▶ Document excerpt
No story exemplifies this dynamic better than Gabriel Garcia Marquez’s “A Very Old Man with Enormous Wings,” in which a winged old man shows up outside the house of a poor couple where he’s caged and examined until, at the end of the story, he flies away. The story’s characters, as well as its readers, find themselves asking questions that listeners of “MMMBop” don’t bother with — what does this nonsensical figure mean? But the story’s refusal to yield any clues as to the old man’s provenance or nature makes a strong case that we should read the story the same way we listen to the chorus of “MMMBop.” It matters less what the old man means, and more how his enigmatic presence fits within and affects the rest of the narrative.

Of course, some readers will persist in being frustrated by “A Very Old Man with Enormous Wings,” just as many listeners are enraged by pop songs like “MMMBop” or “Call Me Maybe.” I think that’s true, actually, of all three stories I’ve mentioned, that they’re just as likely to inspire consternation as admiration.

Part of the reason for that is their ability to get under a reader’s skin. You may hate “The Lottery,” but if you’ve read it, you’re likely to remember it for a very long time. Similarly, people who hate “MMMBop” don’t hate it because it’s forgettable, they hate it because they can’t get it out of their head. Even that hatred, though, is a remarkable artistic feat. Love and hate are, after all, both forms of devotion, and the ability to inspire that devotion is, the more I think about it, the most essential characteristic of a truly great pop song.

When, in 2007, I fell in love with “MMMBop,” I felt an irresistible urge to share the song with others, to ask them to listen and to consider if maybe, like me, they’d dismissed it too readily when it first came out 10 years earlier. We’ve already discussed how that compulsion to share is a strange, overwhelming force, and it’s a compulsion I feel again now. As I’ve thought through the possible criteria for determining the literary equivalent of a pop song, I’ve thought of so many stories that fit the bill, stories that have gotten under my skin, stories that I have to share. Unable to resist that urge, I’ve put together a Thriller-sized playlist of nine pop-musical short stories:

1. “The Lottery,” by Shirley Jackson (from The Lottery and Other Stories)

▶ Material provided
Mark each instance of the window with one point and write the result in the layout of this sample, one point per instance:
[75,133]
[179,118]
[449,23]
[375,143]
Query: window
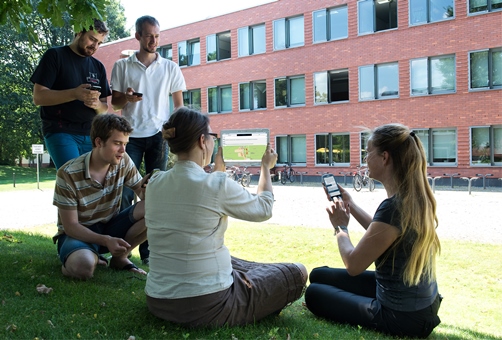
[253,95]
[440,145]
[364,137]
[219,99]
[378,81]
[288,33]
[425,11]
[290,91]
[291,149]
[251,40]
[191,99]
[332,149]
[375,16]
[218,46]
[476,6]
[331,24]
[331,86]
[486,145]
[189,53]
[433,75]
[166,51]
[486,69]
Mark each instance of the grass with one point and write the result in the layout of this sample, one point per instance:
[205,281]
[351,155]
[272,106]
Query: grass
[22,178]
[112,305]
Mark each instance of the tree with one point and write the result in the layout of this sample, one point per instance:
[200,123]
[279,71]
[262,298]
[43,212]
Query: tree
[80,14]
[20,124]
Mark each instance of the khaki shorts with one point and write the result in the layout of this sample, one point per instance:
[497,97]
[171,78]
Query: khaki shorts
[258,290]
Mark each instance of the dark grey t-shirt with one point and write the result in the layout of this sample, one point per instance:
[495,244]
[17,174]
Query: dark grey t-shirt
[391,289]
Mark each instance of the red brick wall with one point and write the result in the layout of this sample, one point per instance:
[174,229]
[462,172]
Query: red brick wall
[459,110]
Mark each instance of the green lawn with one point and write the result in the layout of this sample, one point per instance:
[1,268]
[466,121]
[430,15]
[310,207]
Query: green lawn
[112,304]
[22,178]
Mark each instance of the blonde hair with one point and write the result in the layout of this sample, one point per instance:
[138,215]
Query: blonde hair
[414,197]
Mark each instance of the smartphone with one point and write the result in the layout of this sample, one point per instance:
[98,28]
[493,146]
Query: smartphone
[329,182]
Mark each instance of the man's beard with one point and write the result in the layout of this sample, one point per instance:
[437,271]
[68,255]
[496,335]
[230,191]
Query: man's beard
[82,50]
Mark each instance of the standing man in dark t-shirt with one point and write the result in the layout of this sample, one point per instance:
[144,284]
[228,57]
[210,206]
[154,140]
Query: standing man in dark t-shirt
[71,88]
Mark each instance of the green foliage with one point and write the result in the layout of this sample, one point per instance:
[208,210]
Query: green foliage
[20,124]
[81,14]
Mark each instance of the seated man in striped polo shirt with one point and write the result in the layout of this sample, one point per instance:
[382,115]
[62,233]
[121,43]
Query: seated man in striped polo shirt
[88,194]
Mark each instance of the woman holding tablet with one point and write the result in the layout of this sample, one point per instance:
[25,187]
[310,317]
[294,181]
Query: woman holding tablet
[193,279]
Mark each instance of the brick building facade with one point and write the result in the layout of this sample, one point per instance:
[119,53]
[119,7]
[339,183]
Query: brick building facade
[317,73]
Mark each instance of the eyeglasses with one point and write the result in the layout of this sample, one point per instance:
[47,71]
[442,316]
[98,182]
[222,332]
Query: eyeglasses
[214,135]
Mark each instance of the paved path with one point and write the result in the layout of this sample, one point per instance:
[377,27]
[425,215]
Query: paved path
[476,217]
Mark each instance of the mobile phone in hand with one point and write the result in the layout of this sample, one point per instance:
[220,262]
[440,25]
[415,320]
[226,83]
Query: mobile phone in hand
[329,182]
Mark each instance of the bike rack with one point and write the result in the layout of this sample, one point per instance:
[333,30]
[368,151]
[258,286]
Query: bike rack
[433,182]
[470,179]
[345,173]
[484,178]
[451,177]
[301,173]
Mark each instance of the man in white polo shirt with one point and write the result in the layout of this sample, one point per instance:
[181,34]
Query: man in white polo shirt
[141,85]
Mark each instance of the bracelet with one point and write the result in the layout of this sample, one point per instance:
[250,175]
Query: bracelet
[342,228]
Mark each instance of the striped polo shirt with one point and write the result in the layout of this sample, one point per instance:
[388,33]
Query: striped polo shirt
[94,202]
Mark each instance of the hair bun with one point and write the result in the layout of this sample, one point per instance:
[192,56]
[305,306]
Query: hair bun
[169,133]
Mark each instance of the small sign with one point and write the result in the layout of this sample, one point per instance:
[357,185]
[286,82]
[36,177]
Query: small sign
[37,149]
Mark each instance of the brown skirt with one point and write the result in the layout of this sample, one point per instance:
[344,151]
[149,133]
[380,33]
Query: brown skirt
[259,289]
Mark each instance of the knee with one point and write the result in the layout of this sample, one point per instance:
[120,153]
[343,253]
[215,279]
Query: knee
[304,272]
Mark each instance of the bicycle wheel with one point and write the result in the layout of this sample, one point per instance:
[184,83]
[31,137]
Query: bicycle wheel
[283,177]
[357,182]
[245,180]
[292,176]
[371,184]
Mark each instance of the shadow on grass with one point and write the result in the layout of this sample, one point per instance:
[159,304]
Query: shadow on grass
[112,305]
[23,175]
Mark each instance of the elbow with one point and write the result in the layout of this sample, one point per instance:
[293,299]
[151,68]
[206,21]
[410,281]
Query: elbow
[353,269]
[36,101]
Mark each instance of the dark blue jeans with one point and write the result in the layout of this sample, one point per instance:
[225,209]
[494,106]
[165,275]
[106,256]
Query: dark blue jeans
[154,151]
[64,146]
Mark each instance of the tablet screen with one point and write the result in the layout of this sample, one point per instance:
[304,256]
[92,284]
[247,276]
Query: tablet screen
[244,147]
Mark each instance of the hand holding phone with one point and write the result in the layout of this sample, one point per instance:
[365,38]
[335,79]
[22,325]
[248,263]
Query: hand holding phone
[329,182]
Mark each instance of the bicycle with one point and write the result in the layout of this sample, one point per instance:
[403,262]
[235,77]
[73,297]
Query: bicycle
[239,175]
[361,179]
[287,174]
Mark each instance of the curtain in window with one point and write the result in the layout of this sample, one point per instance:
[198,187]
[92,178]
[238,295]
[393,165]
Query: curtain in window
[297,91]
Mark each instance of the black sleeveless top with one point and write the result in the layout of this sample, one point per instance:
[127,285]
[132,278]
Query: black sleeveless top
[391,291]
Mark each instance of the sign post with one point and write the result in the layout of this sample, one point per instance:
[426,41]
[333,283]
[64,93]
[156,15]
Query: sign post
[37,149]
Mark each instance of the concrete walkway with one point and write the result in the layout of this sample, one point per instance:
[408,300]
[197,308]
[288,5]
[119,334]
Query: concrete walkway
[476,217]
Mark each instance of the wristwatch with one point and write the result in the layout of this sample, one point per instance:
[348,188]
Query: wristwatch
[341,228]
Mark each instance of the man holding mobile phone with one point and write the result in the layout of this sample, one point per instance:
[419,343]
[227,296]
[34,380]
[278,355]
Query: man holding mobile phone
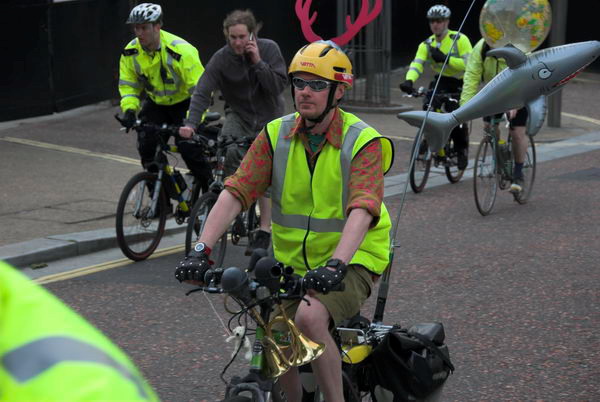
[251,74]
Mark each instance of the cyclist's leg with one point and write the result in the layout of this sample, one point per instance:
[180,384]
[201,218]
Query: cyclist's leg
[146,144]
[518,133]
[190,152]
[325,312]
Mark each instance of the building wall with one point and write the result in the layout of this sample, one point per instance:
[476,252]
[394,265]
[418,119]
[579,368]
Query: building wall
[62,55]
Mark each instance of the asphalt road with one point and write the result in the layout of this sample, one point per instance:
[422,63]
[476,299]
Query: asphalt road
[517,292]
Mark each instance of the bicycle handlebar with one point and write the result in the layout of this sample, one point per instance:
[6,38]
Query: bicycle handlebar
[271,279]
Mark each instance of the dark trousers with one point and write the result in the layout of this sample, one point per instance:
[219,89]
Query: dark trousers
[190,151]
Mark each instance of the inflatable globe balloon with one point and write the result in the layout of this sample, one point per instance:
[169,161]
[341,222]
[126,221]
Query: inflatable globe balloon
[523,23]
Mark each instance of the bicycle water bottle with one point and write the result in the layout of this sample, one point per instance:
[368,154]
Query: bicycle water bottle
[181,184]
[189,181]
[504,156]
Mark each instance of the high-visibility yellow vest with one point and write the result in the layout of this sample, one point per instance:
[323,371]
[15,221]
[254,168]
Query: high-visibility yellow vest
[459,55]
[168,76]
[50,353]
[480,69]
[308,212]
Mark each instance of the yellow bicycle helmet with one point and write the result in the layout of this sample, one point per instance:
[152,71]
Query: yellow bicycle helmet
[325,59]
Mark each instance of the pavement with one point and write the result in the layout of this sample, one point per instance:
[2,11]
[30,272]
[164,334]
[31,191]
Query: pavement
[62,174]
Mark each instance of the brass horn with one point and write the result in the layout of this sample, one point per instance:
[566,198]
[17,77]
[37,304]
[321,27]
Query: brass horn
[297,351]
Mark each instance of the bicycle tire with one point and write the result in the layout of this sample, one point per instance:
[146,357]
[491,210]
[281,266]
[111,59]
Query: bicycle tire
[351,392]
[196,224]
[275,396]
[419,169]
[528,173]
[453,173]
[138,238]
[485,180]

▶ Task description
Using the excerpt above about pop songs and short stories, say whether each statement agrees with it. Answer yes or no and quote the deciding words. 1. The winged old man in the Garcia Marquez story flies away at the end. 2. The writer fell in love with "MMMBop" when it first came out. 3. The writer's playlist holds nine short stories.

▶ Reply
1. Yes: "at the end of the story, he flies away."
2. No: "When, in 2007, I fell in love with “MMMBop,”" and "when it first came out 10 years earlier."
3. Yes: "a Thriller-sized playlist of nine pop-musical short stories"